-- EXERCISE TASK 1 --
Could you copy out, word for word, the whole post on Jaane Tu Ya Jaane Na that follows?

-- PAGE EXCERPT --

## Start

Okay, Bollyviewer and Indie Quill and Antarra and others with hard-core Shashi Kapoor-song knowledge: is there something inherent about movies named after Shashi Kapoor songs that makes them so unexciting to me? Or is it just me? I don't love DDLJ or Rab Ne Bana Di Jodi, and I'm not that excited about Jaane Tu Ya Jaane Na - or about how firmly it lodged that song in my head for going on 60 hours now. I was surprised to find myself so annoyed - how could I hate something that softened Mumbai streetscapes into sunny (if cheesily Photoshopped) impressionist moments?
When I was tweeting about the film as I watched it, someone told me that the language is what makes it special; I'm totally unqualified to talk about that, though I did pick up on and enjoy the generally breezy tone and genuinely person-to-person feel of the conversations. Maybe I'm too old to care about 21-year-olds sorting themselves out. If writing "I'm gay" on your friend as a joke is your sense of humor, I'm not interested - to me this just seems completely immature in an uncontextualized, irrelevant way.

## End

-- DATA FOR THIS EXERCISE --

## Start

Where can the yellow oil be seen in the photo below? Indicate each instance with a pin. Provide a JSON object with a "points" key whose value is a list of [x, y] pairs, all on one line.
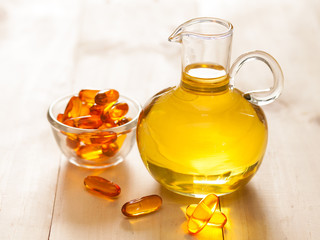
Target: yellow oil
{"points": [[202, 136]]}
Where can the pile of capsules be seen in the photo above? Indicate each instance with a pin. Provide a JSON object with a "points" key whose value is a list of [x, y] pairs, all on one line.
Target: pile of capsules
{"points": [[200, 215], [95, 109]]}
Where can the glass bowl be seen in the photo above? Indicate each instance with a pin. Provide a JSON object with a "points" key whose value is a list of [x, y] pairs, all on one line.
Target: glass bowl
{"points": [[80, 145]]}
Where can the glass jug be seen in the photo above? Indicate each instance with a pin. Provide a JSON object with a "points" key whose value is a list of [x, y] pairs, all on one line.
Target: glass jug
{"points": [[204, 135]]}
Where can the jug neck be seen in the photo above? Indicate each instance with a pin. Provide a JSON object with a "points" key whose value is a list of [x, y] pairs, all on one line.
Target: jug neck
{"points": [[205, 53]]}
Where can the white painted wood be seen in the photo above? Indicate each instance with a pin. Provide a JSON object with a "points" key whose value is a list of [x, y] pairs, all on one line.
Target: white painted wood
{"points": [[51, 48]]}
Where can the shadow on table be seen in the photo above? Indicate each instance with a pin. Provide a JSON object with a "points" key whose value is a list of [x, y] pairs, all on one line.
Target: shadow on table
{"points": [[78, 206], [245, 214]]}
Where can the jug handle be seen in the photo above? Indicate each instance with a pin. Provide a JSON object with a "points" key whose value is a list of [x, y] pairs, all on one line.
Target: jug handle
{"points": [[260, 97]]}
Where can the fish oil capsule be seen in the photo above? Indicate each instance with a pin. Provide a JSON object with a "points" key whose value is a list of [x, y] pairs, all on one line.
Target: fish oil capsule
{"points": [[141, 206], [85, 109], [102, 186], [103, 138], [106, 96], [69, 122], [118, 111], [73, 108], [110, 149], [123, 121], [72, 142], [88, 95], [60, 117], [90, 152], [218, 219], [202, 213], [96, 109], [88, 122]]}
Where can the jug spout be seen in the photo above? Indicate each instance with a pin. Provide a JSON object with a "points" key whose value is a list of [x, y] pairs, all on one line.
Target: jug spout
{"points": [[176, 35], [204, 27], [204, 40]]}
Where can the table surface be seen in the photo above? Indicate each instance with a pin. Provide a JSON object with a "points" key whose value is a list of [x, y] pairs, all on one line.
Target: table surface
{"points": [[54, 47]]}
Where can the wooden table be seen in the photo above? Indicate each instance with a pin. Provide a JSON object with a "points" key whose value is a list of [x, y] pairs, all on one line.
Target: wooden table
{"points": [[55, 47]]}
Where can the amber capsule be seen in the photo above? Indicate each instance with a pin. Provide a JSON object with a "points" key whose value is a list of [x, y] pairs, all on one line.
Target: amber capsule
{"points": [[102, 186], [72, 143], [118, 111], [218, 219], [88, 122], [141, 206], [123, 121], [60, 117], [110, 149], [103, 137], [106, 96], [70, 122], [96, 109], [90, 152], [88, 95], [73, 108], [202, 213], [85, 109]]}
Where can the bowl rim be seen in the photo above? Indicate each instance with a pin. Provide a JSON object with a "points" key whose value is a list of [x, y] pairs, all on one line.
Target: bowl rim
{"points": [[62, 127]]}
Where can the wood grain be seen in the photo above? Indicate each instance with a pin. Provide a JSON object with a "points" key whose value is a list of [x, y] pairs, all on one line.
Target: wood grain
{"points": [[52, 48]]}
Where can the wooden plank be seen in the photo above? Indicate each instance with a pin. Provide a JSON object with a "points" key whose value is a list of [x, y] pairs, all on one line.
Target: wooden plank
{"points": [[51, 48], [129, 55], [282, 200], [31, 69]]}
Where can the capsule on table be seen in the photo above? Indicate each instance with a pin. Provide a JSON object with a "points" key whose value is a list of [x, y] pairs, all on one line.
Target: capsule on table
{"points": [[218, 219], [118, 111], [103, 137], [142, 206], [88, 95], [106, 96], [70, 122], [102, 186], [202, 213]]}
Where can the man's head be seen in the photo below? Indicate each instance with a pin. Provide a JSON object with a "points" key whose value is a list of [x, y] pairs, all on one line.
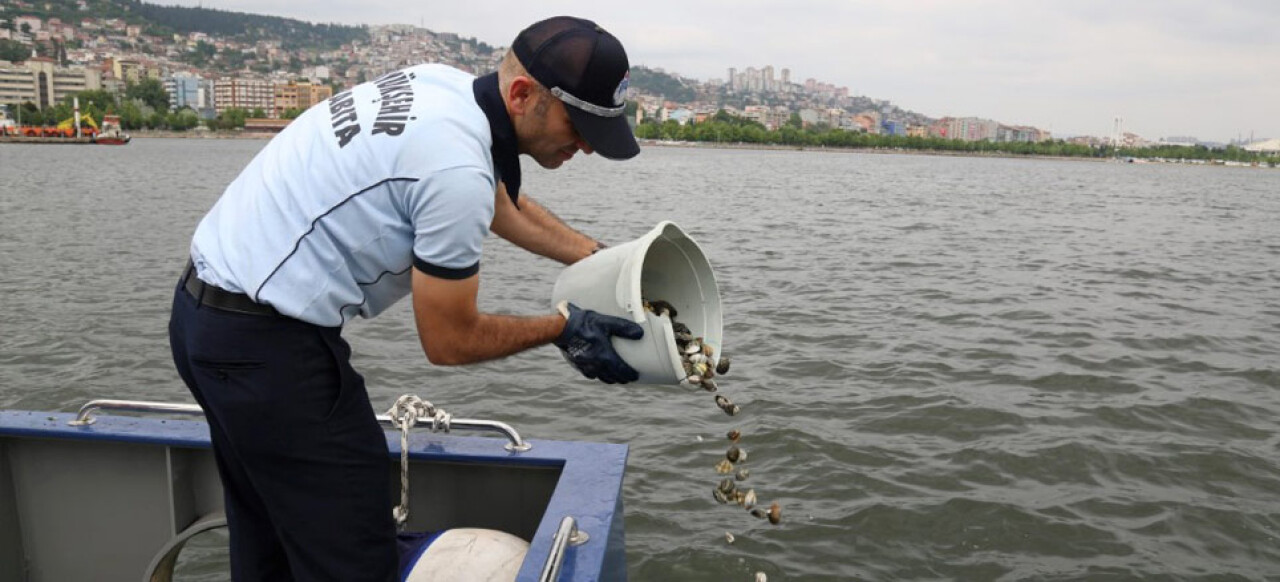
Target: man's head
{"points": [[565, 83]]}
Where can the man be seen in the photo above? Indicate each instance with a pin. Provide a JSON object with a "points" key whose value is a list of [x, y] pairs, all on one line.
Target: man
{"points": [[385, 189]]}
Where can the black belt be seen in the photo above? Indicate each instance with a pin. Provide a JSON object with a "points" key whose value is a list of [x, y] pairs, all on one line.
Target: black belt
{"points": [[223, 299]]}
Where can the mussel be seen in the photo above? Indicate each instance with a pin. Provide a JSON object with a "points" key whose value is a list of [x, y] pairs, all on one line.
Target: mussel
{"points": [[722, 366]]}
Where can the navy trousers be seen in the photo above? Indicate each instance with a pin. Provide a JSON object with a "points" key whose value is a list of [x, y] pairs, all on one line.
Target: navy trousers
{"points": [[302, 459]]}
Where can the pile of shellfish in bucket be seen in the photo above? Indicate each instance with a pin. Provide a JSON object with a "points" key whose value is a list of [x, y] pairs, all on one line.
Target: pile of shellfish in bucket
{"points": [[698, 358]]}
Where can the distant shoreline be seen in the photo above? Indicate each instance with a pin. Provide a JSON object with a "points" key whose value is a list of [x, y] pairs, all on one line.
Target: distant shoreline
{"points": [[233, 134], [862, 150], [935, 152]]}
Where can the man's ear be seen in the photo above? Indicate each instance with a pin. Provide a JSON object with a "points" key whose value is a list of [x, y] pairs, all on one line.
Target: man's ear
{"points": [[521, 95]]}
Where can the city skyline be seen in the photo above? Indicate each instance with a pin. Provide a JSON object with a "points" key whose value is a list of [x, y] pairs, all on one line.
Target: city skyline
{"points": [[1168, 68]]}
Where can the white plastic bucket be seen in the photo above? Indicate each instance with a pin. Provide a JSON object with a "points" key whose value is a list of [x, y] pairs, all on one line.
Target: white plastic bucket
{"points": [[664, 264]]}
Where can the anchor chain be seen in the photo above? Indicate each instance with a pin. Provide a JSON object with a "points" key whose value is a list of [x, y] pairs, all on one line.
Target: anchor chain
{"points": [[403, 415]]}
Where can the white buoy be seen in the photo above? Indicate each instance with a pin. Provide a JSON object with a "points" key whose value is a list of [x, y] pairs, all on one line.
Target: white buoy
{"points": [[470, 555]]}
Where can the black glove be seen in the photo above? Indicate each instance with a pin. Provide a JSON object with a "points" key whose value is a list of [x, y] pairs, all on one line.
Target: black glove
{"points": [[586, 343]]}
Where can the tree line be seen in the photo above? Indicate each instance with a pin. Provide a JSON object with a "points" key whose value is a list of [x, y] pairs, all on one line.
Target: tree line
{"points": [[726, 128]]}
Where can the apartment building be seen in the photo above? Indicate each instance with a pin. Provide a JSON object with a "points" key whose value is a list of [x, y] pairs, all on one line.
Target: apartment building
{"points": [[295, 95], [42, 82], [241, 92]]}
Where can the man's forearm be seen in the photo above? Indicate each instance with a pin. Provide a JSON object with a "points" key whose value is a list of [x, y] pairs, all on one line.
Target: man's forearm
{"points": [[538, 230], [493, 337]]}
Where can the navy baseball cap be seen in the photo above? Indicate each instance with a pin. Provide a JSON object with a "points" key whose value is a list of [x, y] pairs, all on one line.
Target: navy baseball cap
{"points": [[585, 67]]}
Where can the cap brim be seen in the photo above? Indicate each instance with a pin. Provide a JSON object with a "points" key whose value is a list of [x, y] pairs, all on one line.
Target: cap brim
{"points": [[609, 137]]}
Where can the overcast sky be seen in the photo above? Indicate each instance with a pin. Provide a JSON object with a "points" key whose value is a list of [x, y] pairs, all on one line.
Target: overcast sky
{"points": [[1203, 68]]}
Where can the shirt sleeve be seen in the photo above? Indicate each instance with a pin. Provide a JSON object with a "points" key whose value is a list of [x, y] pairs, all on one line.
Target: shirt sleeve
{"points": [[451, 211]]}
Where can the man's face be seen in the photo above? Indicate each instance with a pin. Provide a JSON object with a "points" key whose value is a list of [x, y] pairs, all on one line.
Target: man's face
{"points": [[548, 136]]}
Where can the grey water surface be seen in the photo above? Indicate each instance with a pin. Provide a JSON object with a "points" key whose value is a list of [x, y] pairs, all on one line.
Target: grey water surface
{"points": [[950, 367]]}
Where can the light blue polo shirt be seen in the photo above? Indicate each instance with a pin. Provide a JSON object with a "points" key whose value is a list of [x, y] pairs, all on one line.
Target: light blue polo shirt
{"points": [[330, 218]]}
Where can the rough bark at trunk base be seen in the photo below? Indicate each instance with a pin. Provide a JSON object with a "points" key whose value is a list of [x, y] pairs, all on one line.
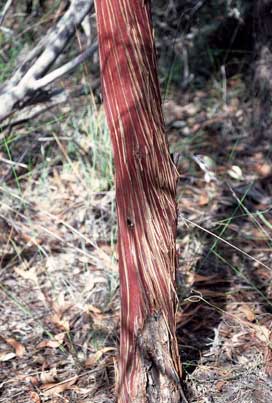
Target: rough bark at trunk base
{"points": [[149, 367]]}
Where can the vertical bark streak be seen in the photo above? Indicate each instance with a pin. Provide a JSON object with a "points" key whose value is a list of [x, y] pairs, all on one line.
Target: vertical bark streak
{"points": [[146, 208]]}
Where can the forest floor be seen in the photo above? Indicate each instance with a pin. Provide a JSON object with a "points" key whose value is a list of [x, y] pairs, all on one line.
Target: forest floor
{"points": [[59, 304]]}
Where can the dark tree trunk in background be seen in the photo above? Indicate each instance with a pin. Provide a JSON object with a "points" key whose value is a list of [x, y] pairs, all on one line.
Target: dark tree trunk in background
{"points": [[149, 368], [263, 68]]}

## End

-- EXERCISE TASK 2 --
From the records above, could you pull out verbatim the lines beginning with the one that contains "Where can the forest" and continuing through the final line of the records, both included?

-- FINAL RESULT 1 --
Okay, Bollyviewer and Indie Quill and Antarra and others with hard-core Shashi Kapoor-song knowledge: is there something inherent about movies named after Shashi Kapoor songs that makes them so unexciting to me? Or is it just me? I don't love DDLJ or Rab Ne Bana Di Jodi, and I'm not that excited about Jaane Tu Ya Jaane Na - or about how firmly it lodged that song in my head for going on 60 hours now. I was surprised to find myself so annoyed - how could I hate something that softened Mumbai streetscapes into sunny (if cheesily Photoshopped) impressionist moments?
When I was tweeting about the film as I watched it, someone told me that the language is what makes it special; I'm totally unqualified to talk about that, though I did pick up on and enjoy the generally breezy tone and genuinely person-to-person feel of the conversations. Maybe I'm too old to care about 21-year-olds sorting themselves out. If writing "I'm gay" on your friend as a joke is your sense of humor, I'm not interested - to me this just seems completely immature in an uncontextualized, irrelevant way.

-- FINAL RESULT 2 --
Where can the forest floor be seen in the photo above? Indicate each instance with a pin. Provide a JSON object with a "points" key whose value is a list of [x, y] pairs, all on one line.
Target: forest floor
{"points": [[59, 304]]}
Where can the dark tree trunk in background be seen in the photo above? Indicate each instance with a pin. Provide a JSON object with a "points" key whose value is a list of [x, y] pairs, all on one line.
Target: dark tree trunk in background
{"points": [[149, 368], [263, 68]]}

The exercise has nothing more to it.